VORGEGEBENER TEXT:
****************

Welche Services sind denn bei Clamav relevant?


----------



## Till (26. Mai 2009)

Ein Update war nicht notwendig, clamd spinnt da immer etwas rum mit der meldung. Die bedeutet nämlich dass Dein Clamav natürlich die aktuellen viren signature hat, und das ist es worauf es ankommt. Es gibt nur eine neuer Version der Software, die wird aber auch automatisch mit dem nächsten Linux Update eingespielt wenn sie ausreichend getestet ist und solang stellt die Linuxdistribution sicherhitspatches bereit, falls mal was sicherheitsrelevantes dabei sein sollte. Das updaten von Source war wirklich keine gute Idee da Du damit jetzt die Sicherheitspatches und Updatemöglichkeiten Deiner Linux Distro ausgehebelt hast.


----------



## pee (26. Mai 2009)

Nun kann ich doch Clamav wieder runterschmeissen und aus den repos installieren, oder? Wie mache ich das sauber, wenn ich es mir per make geholt habe?


----------



## Till (26. Mai 2009)

Lass es am besten so. Du kriegst das sowieso nicht mehr sauber runter. Für mit make installierte Sachen gibt es keinen Uninstaller. Du musst jetzt halt immer dabei bleiben und clamav von Hand updaten.


----------



## pee (26. Mai 2009)

Also obwohl ich es von der Herstellerwebsite geladen habe, wird mir trotzdem nicht angezeigt, dass es aktuell ist.


----------



## Till (27. Mai 2009)

Dann hast Du ihn vermutlich in einen anderen Pfad installiert und somit den clamav von Deinem System nicht überschrieben oder er wurde nicht neu gestartet.


----------



## pee (27. Mai 2009)

Kennst du den Befehl zum Neustarten von Clamav?


----------



## Till (28. Mai 2009)

/etc/init.d/clamav-daemon restart


----------

****************

VORGEGEBENE AUFGABE 1: Wiederhole aus der Forumsdiskussion zu ClamAV wortgetreu den Abschnitt, der mit den Worten „Lass es am besten“ beginnt und mit „von Hand updaten.“ endet.

Datensätze aus einer Sammlung:
****************

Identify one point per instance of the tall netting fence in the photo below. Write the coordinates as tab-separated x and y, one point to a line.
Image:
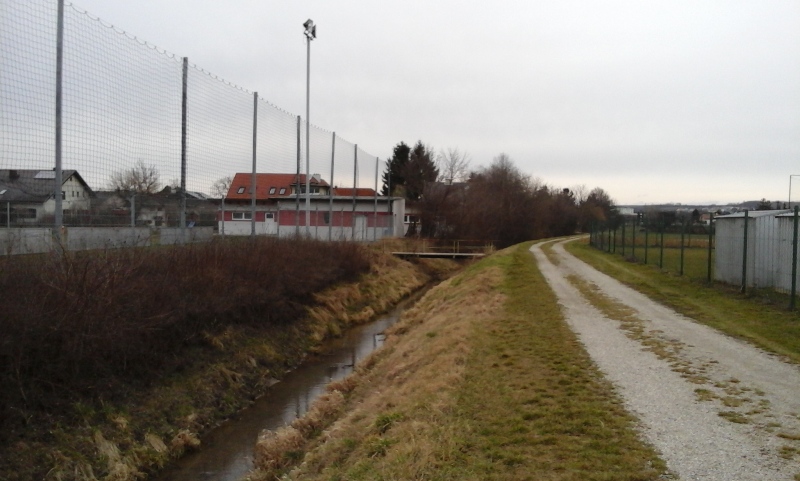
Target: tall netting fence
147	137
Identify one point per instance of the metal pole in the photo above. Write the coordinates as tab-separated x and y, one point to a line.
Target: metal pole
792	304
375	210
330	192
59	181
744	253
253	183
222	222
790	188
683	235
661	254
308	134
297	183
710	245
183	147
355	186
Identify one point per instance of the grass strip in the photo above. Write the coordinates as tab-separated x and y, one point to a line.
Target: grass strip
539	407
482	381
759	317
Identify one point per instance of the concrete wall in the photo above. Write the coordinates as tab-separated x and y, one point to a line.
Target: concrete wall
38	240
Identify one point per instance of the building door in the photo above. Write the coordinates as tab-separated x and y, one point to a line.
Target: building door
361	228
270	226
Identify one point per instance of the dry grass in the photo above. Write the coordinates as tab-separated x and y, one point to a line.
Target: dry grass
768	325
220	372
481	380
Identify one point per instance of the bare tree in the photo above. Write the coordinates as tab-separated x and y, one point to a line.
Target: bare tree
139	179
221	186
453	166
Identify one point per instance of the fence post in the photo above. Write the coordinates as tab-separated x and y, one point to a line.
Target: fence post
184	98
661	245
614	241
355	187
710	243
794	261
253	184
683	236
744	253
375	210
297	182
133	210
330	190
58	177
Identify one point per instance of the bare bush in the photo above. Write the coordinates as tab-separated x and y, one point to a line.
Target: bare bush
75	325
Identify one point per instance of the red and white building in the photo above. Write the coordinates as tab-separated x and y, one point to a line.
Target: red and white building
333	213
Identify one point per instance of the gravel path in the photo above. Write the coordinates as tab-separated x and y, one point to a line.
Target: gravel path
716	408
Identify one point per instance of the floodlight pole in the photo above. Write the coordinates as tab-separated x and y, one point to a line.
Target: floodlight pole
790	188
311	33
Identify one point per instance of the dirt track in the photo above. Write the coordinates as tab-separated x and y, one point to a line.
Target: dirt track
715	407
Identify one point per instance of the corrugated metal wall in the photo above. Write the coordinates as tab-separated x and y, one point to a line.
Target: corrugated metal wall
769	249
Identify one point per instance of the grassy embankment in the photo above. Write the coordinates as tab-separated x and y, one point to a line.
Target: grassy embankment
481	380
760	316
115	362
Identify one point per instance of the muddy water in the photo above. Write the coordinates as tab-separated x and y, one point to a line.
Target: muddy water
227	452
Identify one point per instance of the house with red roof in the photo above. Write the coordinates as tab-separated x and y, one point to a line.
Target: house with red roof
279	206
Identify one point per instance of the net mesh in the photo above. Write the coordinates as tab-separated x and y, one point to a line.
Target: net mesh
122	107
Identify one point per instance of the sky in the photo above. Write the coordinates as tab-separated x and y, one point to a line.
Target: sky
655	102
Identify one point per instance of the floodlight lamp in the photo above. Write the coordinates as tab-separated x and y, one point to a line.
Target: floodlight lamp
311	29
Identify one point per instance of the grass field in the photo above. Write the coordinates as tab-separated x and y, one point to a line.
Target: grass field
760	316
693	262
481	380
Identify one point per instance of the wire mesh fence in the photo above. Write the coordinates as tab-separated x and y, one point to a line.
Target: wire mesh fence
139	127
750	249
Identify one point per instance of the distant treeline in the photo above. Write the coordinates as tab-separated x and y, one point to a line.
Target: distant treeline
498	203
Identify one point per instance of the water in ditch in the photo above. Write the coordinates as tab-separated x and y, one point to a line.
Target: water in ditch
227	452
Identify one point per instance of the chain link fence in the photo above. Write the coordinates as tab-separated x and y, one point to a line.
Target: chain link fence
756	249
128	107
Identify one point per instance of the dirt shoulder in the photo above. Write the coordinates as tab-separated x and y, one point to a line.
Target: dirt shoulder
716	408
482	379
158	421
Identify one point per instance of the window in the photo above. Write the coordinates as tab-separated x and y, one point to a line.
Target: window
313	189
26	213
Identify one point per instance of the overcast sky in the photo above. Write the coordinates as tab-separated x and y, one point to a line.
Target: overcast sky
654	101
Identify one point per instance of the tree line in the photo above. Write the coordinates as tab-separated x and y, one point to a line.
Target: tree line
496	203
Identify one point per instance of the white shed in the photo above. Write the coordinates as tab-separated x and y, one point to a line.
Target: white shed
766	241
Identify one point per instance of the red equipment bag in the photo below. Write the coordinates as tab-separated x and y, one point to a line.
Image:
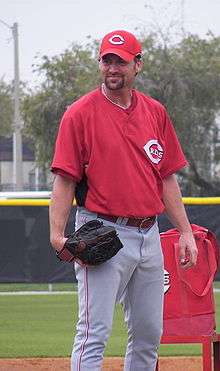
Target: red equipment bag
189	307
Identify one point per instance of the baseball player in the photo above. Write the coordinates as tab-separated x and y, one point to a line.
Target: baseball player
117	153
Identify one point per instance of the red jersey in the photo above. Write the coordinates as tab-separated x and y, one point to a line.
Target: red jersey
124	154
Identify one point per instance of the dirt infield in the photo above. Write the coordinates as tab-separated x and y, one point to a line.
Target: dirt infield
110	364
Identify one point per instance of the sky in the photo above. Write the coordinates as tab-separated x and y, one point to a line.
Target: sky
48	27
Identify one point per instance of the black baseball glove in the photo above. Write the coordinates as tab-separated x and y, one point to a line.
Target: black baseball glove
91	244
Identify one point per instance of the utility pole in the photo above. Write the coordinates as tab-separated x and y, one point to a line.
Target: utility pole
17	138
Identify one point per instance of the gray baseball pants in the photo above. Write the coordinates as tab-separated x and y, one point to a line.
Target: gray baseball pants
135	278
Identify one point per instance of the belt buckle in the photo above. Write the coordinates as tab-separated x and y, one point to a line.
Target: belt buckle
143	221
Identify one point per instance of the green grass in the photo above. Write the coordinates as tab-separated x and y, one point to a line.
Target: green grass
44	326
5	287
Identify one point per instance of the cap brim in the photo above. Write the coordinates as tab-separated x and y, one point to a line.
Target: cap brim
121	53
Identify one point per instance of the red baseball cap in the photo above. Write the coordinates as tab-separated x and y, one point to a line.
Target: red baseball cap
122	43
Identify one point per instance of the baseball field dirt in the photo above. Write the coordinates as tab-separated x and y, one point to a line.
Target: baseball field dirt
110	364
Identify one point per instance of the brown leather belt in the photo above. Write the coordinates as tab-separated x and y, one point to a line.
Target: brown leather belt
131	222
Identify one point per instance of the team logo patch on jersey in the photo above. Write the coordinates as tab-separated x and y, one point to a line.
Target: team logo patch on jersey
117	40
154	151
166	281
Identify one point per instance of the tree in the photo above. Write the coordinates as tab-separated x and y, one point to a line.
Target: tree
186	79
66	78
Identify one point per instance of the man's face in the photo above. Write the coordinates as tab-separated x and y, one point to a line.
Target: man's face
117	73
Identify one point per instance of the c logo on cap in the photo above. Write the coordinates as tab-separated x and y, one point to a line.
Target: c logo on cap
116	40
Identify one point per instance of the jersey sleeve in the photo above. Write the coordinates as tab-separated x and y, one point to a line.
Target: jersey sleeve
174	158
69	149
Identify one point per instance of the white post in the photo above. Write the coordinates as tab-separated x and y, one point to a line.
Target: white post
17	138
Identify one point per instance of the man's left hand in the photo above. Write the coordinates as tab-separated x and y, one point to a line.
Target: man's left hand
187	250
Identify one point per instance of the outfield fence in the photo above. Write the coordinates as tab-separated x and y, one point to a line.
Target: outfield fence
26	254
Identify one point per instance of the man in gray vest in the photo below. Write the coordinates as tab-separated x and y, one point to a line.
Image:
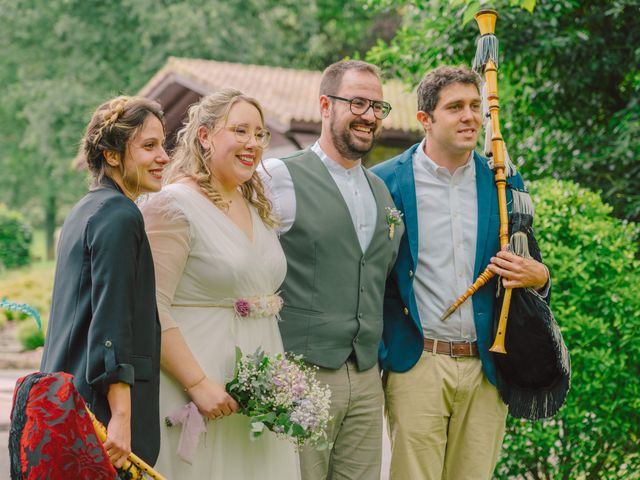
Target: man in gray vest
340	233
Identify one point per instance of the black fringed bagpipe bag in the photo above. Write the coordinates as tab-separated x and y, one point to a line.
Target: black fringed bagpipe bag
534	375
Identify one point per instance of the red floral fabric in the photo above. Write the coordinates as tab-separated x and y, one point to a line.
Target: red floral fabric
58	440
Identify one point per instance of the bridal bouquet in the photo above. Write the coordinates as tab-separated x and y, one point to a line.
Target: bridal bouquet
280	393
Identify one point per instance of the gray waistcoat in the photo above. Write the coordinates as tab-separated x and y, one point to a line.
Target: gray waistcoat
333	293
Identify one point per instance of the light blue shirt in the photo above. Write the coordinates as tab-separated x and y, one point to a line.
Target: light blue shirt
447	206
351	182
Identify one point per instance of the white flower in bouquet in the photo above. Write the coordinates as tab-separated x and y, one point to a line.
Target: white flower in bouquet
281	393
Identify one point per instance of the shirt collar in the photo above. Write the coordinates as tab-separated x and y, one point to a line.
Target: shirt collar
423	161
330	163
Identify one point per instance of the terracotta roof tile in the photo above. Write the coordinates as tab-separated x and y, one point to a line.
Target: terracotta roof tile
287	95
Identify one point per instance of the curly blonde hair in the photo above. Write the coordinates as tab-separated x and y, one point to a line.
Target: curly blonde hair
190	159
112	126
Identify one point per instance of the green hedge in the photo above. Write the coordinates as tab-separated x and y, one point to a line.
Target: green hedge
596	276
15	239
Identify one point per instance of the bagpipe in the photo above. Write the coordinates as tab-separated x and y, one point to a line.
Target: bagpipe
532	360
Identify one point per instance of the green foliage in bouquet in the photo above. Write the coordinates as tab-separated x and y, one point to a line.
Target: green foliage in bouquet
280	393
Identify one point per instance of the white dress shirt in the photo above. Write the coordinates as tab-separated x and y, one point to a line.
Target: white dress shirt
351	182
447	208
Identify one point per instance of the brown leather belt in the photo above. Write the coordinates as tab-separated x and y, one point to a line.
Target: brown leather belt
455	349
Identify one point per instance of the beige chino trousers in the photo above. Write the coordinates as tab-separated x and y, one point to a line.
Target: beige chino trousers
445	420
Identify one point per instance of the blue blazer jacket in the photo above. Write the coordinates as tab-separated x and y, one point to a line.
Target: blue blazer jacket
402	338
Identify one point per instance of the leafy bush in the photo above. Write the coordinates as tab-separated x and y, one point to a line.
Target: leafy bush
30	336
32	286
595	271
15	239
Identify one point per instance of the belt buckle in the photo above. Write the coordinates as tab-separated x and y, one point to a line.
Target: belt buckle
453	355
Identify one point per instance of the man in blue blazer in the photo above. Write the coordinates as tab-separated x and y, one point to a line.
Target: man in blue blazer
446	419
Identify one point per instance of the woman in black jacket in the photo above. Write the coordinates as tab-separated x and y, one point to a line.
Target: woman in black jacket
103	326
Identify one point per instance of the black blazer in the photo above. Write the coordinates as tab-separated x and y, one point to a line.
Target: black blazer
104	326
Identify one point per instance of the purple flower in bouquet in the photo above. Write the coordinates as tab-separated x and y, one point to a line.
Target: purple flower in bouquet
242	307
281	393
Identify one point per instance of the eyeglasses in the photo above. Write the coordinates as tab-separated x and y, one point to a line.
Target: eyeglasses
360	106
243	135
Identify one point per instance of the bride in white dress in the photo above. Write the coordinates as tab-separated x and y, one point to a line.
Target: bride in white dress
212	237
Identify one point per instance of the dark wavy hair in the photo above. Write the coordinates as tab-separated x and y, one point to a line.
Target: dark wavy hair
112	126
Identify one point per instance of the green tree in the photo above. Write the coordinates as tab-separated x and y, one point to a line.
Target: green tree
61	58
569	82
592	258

****************

VORGEGEBENE AUFGABE 2: Gib aus den Datensätzen den Teil ab der Zeile mit „Identify one point per instance of the dark“ bis zum Ende der Datensätze erneut wieder und setze darin „tall tree“ an die Stelle von „green tree“. Alles Übrige bleibt unverändert.

ANTWORT 1:
Lass es am besten so. Du kriegst das sowieso nicht mehr sauber runter. Für mit make installierte Sachen gibt es keinen Uninstaller. Du musst jetzt halt immer dabei bleiben und clamav von Hand updaten.

ANTWORT 2:
Identify one point per instance of the dark wavy hair in the photo above. Write the coordinates as tab-separated x and y, one point to a line.
Target: dark wavy hair
112	126
Identify one point per instance of the tall tree in the photo above. Write the coordinates as tab-separated x and y, one point to a line.
Target: tall tree
61	58
569	82
592	258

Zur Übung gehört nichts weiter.